Work to complete:
In the records below, copy out the lines from the one containing "roof finial ornament." through the one containing "264, 567, 296]]", inclusive, and keep the requests. Offset every bounding box coordinate in the answers by -72.

[Source data]
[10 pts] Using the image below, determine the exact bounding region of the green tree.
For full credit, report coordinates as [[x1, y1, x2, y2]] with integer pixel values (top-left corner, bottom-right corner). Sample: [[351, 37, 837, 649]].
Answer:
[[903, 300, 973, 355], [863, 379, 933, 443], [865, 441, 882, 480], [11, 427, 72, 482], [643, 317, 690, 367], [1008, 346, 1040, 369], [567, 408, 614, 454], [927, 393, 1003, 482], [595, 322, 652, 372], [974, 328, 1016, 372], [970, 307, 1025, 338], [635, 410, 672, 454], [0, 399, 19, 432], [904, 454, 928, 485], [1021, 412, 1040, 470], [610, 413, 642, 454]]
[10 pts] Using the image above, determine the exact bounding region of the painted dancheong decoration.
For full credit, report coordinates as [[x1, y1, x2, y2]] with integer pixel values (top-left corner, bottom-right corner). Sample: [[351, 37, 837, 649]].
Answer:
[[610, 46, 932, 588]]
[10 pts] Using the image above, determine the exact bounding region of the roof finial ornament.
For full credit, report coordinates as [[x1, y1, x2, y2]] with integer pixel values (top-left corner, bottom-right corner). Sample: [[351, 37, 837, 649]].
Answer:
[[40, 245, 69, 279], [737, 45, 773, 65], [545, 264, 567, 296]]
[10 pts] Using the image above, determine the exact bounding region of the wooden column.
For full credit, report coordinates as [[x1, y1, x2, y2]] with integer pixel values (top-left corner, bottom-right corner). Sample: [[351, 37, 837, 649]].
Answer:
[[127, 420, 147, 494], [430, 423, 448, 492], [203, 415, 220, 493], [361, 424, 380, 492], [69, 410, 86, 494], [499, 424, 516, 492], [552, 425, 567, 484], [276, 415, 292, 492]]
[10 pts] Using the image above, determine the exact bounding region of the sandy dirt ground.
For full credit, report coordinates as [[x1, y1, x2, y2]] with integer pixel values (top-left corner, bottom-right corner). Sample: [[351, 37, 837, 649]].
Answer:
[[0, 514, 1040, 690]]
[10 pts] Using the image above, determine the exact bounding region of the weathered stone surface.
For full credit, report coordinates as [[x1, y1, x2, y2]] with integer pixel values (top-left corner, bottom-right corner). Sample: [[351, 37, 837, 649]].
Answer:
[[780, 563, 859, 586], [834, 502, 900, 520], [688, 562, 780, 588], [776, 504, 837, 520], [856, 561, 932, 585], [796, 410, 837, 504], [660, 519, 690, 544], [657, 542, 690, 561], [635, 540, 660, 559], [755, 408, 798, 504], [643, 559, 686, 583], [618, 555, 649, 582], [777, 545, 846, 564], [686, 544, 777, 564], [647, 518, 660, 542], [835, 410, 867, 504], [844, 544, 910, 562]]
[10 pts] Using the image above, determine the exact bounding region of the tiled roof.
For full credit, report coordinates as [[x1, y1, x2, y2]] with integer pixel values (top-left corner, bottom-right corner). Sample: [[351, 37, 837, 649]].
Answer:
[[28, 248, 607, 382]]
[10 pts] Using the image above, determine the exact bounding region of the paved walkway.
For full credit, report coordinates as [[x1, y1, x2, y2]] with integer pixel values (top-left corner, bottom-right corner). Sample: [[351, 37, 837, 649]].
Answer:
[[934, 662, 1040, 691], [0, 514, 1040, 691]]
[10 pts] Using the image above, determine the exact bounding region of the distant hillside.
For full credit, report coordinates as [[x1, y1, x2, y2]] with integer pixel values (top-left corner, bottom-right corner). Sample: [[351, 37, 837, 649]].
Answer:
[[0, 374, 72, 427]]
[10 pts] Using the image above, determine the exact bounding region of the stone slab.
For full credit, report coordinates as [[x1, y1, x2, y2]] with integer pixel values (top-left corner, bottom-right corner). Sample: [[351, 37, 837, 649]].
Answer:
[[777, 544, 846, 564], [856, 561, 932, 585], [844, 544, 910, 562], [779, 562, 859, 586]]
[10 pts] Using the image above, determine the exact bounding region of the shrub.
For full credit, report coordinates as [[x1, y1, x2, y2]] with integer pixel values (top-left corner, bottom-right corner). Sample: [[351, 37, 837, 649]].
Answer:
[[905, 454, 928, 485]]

Correct output:
[10 pts] Using the image above, determine the exact bounding region of the roof finial ornament.
For full credit, report coordinates as [[x1, y1, x2, y2]] with integer pixel values (top-left corner, bottom-right corner). Sample: [[351, 37, 837, 649]].
Answer:
[[-32, 173, -3, 207], [665, -27, 701, -7], [473, 192, 495, 224]]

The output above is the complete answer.